EXCERPTED TEXT —
---*---
If you are bringing some personal jewelry, your insurance broker will also be able to arrange an All Risks policy for you. This is rather expensive and also not available widely.
Medical and hospital policies are widely available but it will pay you the peso equivalent of your dollar expenses. No insurance company here will reimburse you in foreign currency. One possible option is to buy the policy while you are abroad, but servicing your policy, especially if you happen to have a claim, may be a problem. Besides, who wants to buy a policy while enjoying a vacation abroad?
Actually, you cannot get a visa unless you can show the foreign embassy that you have the insurance policy as required. Each embassy has its own rules.
REQUIEM TO AN INSURANCE POLICY
The marine insurance industry has long been known as one of the main catalysts of trade and development. Banks, financiers, exporters and importers sleep soundly every night knowing that the international movement of goods is covered by marine insurance.
Because of its international nature, marine insurance, more than any other line of insurance, has a language all its own. This language stems primarily from a policy devised over two hundred years ago by that venerable insurance institution, Lloyds of London. The policy became known as the SG (Ship and Goods) form and was used by companies all over the world. Its eighteenth century wordings remained unchanged, even as the English language itself changed.
Get a load of this clause which sets out the perils the goods are insured against: Touching the Adventure and Perils which the said insurance company are contented to bear and take upon them in this voyage; they are, of the Seas, Men-of-War, Fire, Enemies, Pirates, Rovers, Thieves, Jettisons, Letter of Mart and Counter Mart, Surprisals, Taking at Sea, Arrests, Restraints, and Detainments, al all Kings, Princes and Peoples, of what Nation, Condition, of Quality soever, Barratry of the Master and Mariners, and of all other Perils, Losses, and Misfortunes that have or shall come to the Hurt, Detriment, or Damage of the said Goods or Merchandise, or any part thereof.
The static nature of the policy provided a thread of continuity and uniformity over time and space and the basis for innumerable precedent-setting practices. As courts all over the world, but especially in England, interpreted the wordings, there was a continually-mounting opposition to change. To cast off the wordings would be to cast off as well all the jurisprudence.
---*---
WHAT THE TASK ASKS — Rewrite the passage of the marine insurance text between "Get a load of" and "any part thereof.", inclusive, with "Pirates" changed to "Buccaneers".
---*---
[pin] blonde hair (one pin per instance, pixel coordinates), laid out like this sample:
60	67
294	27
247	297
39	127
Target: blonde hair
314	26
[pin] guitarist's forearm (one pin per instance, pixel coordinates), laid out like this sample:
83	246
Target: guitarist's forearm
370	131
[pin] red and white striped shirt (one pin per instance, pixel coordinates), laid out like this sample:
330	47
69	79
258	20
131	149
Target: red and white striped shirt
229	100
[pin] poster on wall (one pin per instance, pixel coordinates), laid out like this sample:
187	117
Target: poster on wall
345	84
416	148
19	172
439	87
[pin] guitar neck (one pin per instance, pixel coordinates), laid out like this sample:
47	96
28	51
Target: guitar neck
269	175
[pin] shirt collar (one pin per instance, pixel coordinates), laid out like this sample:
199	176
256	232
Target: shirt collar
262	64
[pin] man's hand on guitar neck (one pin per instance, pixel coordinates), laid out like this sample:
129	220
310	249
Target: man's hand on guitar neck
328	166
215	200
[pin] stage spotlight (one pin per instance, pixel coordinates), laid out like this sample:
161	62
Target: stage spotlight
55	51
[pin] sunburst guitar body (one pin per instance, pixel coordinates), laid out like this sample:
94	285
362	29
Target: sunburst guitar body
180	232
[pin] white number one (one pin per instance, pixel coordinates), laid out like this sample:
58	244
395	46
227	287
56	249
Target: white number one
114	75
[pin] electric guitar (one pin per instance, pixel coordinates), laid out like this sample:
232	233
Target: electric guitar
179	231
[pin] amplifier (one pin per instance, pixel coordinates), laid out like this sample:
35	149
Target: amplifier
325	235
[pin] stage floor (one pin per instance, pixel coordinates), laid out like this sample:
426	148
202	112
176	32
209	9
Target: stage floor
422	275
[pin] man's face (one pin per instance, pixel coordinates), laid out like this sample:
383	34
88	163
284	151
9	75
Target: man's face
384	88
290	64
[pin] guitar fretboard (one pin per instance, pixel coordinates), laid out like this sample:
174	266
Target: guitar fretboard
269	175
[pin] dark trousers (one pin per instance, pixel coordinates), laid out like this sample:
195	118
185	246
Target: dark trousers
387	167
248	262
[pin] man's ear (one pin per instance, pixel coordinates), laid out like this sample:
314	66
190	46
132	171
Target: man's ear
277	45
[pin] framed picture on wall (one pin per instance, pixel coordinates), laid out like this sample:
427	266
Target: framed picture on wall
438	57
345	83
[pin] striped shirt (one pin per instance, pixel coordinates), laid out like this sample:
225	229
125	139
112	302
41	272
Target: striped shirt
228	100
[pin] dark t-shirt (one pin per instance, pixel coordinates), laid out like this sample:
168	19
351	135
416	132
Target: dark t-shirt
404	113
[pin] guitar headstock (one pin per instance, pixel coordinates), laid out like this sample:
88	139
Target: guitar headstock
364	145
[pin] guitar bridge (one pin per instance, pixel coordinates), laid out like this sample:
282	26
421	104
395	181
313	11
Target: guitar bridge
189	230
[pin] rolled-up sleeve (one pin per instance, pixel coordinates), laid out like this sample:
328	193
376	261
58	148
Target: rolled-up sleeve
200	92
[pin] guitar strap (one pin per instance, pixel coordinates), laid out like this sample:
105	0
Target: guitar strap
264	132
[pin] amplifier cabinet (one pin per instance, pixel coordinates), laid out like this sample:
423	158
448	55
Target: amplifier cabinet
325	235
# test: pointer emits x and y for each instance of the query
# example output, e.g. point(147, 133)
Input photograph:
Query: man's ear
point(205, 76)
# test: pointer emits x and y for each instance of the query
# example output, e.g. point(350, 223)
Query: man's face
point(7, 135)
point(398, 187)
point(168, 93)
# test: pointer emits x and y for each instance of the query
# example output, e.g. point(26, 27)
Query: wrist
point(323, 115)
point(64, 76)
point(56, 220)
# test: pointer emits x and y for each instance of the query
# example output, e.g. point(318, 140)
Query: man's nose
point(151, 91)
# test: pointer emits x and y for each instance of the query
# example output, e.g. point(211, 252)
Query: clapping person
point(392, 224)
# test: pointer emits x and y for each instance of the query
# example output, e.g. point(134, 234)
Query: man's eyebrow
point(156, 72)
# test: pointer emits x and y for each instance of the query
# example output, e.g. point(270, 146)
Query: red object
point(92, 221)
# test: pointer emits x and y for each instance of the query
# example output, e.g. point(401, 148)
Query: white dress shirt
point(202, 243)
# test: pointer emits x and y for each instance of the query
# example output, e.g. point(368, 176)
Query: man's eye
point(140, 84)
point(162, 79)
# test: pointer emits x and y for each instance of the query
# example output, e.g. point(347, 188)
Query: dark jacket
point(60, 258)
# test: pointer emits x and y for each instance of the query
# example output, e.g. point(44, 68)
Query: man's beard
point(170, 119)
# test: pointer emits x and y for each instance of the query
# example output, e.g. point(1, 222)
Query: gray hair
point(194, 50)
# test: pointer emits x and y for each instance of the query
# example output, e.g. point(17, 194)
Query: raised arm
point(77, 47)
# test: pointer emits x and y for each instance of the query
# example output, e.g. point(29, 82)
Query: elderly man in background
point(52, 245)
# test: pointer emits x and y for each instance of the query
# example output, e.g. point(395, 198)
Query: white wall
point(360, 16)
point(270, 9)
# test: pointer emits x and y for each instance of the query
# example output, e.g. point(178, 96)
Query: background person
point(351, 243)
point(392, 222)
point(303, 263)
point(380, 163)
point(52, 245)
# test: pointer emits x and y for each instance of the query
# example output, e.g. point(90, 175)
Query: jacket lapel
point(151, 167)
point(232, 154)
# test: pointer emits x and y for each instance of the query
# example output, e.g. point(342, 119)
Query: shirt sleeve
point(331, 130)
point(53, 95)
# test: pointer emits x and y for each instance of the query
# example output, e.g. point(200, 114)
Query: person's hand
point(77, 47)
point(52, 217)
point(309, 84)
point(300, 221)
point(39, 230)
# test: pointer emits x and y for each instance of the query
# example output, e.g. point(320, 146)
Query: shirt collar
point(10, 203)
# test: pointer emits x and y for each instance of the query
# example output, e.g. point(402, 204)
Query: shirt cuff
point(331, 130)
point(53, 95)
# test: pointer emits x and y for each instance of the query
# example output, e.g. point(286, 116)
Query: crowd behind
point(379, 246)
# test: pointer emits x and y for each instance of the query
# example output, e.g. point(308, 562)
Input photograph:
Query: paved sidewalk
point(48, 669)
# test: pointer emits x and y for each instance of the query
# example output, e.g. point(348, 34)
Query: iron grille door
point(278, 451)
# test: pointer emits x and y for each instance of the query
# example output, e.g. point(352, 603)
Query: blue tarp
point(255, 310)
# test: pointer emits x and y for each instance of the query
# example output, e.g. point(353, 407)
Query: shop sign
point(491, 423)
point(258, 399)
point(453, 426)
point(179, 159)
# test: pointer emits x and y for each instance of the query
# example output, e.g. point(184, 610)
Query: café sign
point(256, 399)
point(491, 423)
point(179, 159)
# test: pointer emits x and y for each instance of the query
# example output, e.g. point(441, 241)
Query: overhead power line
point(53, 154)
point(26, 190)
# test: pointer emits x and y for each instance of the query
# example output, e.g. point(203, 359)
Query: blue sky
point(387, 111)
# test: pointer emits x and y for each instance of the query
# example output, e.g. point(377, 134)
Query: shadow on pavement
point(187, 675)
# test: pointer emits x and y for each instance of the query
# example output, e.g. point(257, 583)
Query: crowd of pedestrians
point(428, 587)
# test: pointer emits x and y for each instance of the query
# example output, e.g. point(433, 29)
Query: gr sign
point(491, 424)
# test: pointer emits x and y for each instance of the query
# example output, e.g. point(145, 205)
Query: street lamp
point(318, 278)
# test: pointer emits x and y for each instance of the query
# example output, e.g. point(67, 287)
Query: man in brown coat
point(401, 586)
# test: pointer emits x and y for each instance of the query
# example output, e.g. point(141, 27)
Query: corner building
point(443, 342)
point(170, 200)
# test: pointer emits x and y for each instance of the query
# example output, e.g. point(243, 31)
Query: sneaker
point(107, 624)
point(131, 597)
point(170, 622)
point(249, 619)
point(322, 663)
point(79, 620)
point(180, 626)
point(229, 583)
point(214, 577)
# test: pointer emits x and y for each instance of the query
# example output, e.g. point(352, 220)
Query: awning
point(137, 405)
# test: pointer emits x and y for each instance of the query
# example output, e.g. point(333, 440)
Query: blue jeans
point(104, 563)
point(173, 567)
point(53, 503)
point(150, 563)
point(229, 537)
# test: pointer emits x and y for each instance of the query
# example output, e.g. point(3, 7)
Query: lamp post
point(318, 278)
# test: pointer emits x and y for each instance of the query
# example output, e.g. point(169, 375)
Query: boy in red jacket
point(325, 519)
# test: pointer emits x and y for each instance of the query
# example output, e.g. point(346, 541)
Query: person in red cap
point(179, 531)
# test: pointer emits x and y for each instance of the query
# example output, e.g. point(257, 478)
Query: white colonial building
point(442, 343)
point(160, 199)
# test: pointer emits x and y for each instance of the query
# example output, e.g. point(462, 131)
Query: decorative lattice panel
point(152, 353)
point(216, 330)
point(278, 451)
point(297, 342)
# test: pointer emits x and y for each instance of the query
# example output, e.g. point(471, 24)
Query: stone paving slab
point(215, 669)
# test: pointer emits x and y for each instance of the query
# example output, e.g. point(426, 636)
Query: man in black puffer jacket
---*---
RESULT OF THIS EXERCISE —
Get a load of this clause which sets out the perils the goods are insured against: Touching the Adventure and Perils which the said insurance company are contented to bear and take upon them in this voyage; they are, of the Seas, Men-of-War, Fire, Enemies, Buccaneers, Rovers, Thieves, Jettisons, Letter of Mart and Counter Mart, Surprisals, Taking at Sea, Arrests, Restraints, and Detainments, al all Kings, Princes and Peoples, of what Nation, Condition, of Quality soever, Barratry of the Master and Mariners, and of all other Perils, Losses, and Misfortunes that have or shall come to the Hurt, Detriment, or Damage of the said Goods or Merchandise, or any part thereof.